(EXERCISE INPUTS):

-- begin --

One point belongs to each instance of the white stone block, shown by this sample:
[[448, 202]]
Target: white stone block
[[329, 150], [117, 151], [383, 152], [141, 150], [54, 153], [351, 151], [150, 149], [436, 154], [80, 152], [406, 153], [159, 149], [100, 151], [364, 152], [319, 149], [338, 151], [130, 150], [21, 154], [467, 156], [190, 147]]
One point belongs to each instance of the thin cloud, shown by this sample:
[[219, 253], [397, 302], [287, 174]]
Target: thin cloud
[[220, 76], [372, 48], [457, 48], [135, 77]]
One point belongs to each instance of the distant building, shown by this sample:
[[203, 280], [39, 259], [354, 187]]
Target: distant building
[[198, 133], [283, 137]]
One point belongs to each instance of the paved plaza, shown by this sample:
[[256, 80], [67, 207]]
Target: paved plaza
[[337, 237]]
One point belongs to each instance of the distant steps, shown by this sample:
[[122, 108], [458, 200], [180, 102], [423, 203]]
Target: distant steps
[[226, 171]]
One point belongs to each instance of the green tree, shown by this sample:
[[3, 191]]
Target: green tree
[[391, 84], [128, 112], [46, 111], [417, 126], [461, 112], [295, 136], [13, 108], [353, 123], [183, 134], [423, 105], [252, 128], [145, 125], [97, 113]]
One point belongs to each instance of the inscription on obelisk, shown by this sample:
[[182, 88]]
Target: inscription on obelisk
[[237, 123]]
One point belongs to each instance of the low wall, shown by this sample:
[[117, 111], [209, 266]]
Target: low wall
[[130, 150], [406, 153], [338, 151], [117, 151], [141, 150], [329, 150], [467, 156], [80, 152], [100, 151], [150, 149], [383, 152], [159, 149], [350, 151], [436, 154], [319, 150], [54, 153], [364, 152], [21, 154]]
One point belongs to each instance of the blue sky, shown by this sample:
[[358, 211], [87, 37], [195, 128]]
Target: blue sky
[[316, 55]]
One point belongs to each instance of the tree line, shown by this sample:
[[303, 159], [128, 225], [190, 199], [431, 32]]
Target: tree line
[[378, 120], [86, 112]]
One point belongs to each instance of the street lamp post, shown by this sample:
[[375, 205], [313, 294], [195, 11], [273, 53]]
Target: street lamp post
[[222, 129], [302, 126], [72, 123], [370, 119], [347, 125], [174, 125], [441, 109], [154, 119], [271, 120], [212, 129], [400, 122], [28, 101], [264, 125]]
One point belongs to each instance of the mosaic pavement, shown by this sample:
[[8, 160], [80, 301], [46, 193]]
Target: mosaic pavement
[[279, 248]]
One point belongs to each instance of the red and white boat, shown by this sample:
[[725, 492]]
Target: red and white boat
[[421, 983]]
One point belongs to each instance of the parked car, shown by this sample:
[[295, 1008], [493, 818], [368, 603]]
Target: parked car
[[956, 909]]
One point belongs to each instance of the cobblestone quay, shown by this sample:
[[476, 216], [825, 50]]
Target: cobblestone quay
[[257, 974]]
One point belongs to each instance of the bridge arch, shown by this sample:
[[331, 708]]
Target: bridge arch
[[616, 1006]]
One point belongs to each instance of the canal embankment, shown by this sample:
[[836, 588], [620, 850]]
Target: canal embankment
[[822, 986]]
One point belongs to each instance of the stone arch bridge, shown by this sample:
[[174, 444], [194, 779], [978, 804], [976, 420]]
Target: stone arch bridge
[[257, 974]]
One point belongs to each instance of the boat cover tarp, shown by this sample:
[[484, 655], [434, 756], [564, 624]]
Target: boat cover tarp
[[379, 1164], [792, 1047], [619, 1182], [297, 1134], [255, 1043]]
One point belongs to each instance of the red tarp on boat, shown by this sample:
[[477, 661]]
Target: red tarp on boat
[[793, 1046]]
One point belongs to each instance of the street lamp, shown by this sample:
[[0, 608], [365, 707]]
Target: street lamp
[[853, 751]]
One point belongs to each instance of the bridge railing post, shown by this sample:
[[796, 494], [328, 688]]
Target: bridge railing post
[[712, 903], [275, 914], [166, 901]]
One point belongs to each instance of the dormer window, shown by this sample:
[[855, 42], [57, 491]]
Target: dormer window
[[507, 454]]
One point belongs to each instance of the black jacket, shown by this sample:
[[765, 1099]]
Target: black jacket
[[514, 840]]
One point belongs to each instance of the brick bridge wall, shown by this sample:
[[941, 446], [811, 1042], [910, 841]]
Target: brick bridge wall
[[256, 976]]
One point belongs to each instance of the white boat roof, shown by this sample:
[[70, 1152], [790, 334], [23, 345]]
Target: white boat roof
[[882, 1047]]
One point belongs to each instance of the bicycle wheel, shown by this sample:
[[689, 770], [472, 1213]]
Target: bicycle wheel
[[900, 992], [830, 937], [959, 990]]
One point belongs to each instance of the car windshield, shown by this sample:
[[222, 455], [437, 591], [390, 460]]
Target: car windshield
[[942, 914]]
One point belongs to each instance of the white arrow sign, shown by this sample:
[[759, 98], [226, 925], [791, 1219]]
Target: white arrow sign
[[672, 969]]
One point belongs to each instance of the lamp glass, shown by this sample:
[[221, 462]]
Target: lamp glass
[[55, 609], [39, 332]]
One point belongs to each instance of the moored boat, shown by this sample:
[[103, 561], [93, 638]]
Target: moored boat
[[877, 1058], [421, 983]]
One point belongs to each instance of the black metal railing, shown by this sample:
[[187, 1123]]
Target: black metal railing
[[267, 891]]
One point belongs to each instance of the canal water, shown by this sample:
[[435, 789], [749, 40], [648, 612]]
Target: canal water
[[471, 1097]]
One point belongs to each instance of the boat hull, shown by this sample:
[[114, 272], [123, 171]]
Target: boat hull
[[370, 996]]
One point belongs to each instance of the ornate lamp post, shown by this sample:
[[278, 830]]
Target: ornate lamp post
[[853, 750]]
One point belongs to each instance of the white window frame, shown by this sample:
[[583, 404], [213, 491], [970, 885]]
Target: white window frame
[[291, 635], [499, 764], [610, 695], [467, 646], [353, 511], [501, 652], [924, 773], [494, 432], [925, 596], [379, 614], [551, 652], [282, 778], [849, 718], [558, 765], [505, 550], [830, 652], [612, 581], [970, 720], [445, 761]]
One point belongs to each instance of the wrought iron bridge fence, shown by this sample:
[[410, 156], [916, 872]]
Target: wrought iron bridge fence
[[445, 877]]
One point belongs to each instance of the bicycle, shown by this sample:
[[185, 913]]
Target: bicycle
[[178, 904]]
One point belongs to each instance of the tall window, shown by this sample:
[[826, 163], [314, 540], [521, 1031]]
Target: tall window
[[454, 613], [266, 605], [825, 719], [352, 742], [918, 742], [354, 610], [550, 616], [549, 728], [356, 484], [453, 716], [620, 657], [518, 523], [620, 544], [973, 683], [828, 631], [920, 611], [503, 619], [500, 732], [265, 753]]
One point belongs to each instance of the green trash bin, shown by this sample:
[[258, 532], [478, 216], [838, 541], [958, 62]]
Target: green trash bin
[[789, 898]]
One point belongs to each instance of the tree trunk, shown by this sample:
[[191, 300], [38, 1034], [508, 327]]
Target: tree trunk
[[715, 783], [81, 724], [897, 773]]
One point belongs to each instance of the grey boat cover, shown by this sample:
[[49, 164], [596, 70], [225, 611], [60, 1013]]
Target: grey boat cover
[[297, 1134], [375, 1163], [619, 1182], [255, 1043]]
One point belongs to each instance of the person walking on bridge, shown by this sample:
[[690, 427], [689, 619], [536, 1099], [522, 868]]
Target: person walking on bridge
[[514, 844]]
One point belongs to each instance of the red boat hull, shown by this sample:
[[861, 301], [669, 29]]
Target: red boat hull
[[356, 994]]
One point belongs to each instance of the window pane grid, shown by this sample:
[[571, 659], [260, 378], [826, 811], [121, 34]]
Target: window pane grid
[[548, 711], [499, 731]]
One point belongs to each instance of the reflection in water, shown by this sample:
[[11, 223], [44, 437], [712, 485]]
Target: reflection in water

-- end --

(STATED TASK):
Repeat the lines of the records word for word, beginning at the line that has "One point belongs to each instance of the boat cover" and stopping after the line that has "[[256, 976]]".

(TASK OUTPUT):
One point belongs to each instance of the boat cover tarp, shown by this sample:
[[484, 655], [434, 756], [564, 624]]
Target: boat cover tarp
[[379, 1164], [792, 1047], [619, 1182], [297, 1134], [255, 1043]]
One point belongs to each instance of the red tarp on boat, shown by this sample:
[[477, 661]]
Target: red tarp on boat
[[793, 1046]]
One point belongs to each instance of the street lamp, shown by this sample:
[[0, 608], [365, 707]]
Target: street lamp
[[853, 751]]
One point belongs to each instance of the bridge railing post, shown by this sample:
[[796, 494], [328, 688]]
Target: bridge railing post
[[712, 903], [275, 914], [166, 901]]
One point belongs to each instance of the dormer window, shown by this sample:
[[855, 42], [57, 491]]
Target: dormer window
[[507, 454]]
One point belongs to each instance of the black jacket, shown by this sample:
[[765, 1099]]
Target: black jacket
[[514, 840]]
One point belongs to each instance of the brick bridge wall, shown by this sample:
[[941, 446], [811, 1042], [910, 841]]
Target: brick bridge wall
[[256, 976]]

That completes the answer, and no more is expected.